WHAT IS ASKED:
Could you copy out all of the records below, line for line, without changing a single character?

EXTRACTED MATERIAL:
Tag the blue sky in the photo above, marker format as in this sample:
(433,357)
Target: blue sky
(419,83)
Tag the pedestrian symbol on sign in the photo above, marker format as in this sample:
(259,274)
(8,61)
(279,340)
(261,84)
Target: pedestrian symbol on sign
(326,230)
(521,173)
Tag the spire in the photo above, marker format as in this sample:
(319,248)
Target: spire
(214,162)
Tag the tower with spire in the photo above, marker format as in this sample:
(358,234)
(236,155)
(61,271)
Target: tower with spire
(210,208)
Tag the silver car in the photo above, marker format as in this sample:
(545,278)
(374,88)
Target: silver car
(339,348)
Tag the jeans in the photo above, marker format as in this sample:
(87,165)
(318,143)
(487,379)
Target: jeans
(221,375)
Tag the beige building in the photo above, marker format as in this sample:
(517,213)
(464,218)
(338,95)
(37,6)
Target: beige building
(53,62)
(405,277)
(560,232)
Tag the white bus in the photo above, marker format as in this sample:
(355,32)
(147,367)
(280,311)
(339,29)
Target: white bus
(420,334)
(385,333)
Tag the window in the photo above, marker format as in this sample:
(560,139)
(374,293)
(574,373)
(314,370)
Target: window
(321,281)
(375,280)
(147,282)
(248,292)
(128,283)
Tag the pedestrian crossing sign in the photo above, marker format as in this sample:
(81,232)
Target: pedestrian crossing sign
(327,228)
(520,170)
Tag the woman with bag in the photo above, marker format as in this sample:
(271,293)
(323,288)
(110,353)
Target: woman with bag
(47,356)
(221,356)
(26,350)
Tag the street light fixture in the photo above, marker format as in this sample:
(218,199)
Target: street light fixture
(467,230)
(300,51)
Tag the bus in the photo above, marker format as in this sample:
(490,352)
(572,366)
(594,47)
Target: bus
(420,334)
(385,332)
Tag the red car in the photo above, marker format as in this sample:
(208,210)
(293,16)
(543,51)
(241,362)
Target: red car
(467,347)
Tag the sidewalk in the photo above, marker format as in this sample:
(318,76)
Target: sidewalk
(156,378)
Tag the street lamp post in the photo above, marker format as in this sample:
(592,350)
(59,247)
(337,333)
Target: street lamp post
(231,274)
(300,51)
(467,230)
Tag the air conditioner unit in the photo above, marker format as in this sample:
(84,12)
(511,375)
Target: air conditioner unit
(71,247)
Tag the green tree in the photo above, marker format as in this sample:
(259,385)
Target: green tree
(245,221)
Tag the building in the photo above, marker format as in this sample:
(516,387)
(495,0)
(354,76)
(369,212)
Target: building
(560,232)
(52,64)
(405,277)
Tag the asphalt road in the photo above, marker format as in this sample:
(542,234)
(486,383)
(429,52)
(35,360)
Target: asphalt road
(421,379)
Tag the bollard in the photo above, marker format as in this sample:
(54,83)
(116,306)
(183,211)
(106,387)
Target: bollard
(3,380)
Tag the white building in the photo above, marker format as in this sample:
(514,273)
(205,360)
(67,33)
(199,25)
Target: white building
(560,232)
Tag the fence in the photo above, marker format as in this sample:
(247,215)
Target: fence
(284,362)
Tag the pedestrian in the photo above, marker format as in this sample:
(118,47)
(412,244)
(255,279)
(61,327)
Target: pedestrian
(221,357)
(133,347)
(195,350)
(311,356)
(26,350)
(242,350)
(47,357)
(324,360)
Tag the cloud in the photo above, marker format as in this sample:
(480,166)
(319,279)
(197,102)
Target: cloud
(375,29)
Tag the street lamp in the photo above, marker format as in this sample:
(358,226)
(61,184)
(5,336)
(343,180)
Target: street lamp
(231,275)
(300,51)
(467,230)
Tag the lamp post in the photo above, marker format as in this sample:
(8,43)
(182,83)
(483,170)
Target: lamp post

OUTPUT FOR THIS EXERCISE:
Tag the blue sky in the photo above, marker format as in this sample:
(433,357)
Target: blue sky
(419,83)
Tag the pedestrian symbol on sign in the photo above, marker format as in this sample:
(259,274)
(8,61)
(279,340)
(261,84)
Target: pedestrian symbol on sign
(326,230)
(521,173)
Tag the spire in the photo above, marker format as in this sample:
(319,248)
Target: spire
(214,162)
Tag the tower with spire in the photo above, marker format as in this sample:
(358,234)
(236,155)
(61,271)
Target: tower with spire
(210,208)
Tag the silver car in the photo above, marker format as in this sample:
(545,278)
(374,88)
Target: silver car
(339,348)
Tag the jeans in the photo above, marker format as in this sample:
(87,165)
(318,143)
(487,379)
Target: jeans
(221,375)
Tag the beige building in the photo above, marker format as in this sample:
(517,213)
(464,218)
(338,95)
(37,6)
Target: beige building
(53,62)
(405,277)
(560,232)
Tag the white bus in the photo above, marker format as in this sample:
(355,32)
(147,367)
(280,311)
(339,29)
Target: white bus
(420,334)
(385,333)
Tag the window in the photo above, marker format as in this sample:
(560,139)
(374,293)
(574,373)
(314,370)
Target: window
(321,281)
(375,280)
(147,282)
(248,292)
(128,283)
Tag the pedestrian crossing sign in the photo above, marker format as in this sample:
(81,232)
Target: pedestrian crossing sign
(327,228)
(520,170)
Tag the woman with bag in the photo above, marker format as in this sample:
(271,293)
(323,288)
(110,353)
Target: woman with bag
(47,356)
(221,356)
(26,350)
Tag the street light fixture in the photo above, marker format as in this sample:
(218,199)
Target: street light fixture
(467,230)
(300,51)
Tag the bus in the photo above, marker format as in this sample:
(490,352)
(572,366)
(594,47)
Target: bus
(420,334)
(385,332)
Tag the red car in the photo above, marker format as in this sample:
(208,210)
(293,16)
(543,51)
(241,362)
Target: red car
(467,347)
Tag the sidewalk in the photo above, marker format as in this sample:
(318,76)
Target: sidewalk
(156,378)
Tag the street lamp post in the photo above, marker format as in this sample:
(592,350)
(59,247)
(337,333)
Target: street lamp post
(231,274)
(300,51)
(467,230)
Tag the air conditioner unit in the photo above, marker format as in this sample:
(84,12)
(511,375)
Target: air conditioner unit
(71,247)
Tag the green tree in the photo above, marker format as in this sample:
(259,385)
Target: green tree
(245,221)
Tag the building in the photo above, marker format as in this sample:
(516,387)
(495,0)
(354,76)
(369,212)
Target: building
(560,232)
(52,64)
(405,277)
Tag the asphalt road in the photo above, marker format as in this sample:
(542,234)
(486,383)
(429,52)
(35,360)
Target: asphalt road
(421,379)
Tag the bollard in the photo above, marker format as in this sample:
(54,83)
(116,306)
(183,211)
(106,387)
Target: bollard
(3,380)
Tag the white building in the photo above, marker format as in this sample:
(514,273)
(205,360)
(67,33)
(199,25)
Target: white building
(560,232)
Tag the fence in the photo above, marker format as in this sample:
(247,215)
Target: fence
(284,362)
Tag the pedestrian in the photo above, marker format as in this sample:
(118,47)
(412,244)
(255,279)
(61,327)
Target: pedestrian
(221,357)
(133,347)
(195,350)
(311,356)
(26,350)
(242,350)
(47,357)
(324,360)
Tag the cloud in the photo above, marker format as in this sample:
(480,166)
(319,279)
(197,102)
Target: cloud
(375,29)
Tag the street lamp in the photo above, marker format as in this sample:
(358,226)
(61,184)
(5,336)
(343,180)
Target: street lamp
(231,275)
(300,51)
(467,230)
Tag the lamp post in the photo above, marker format as in this sample:
(8,43)
(182,83)
(483,170)
Target: lamp post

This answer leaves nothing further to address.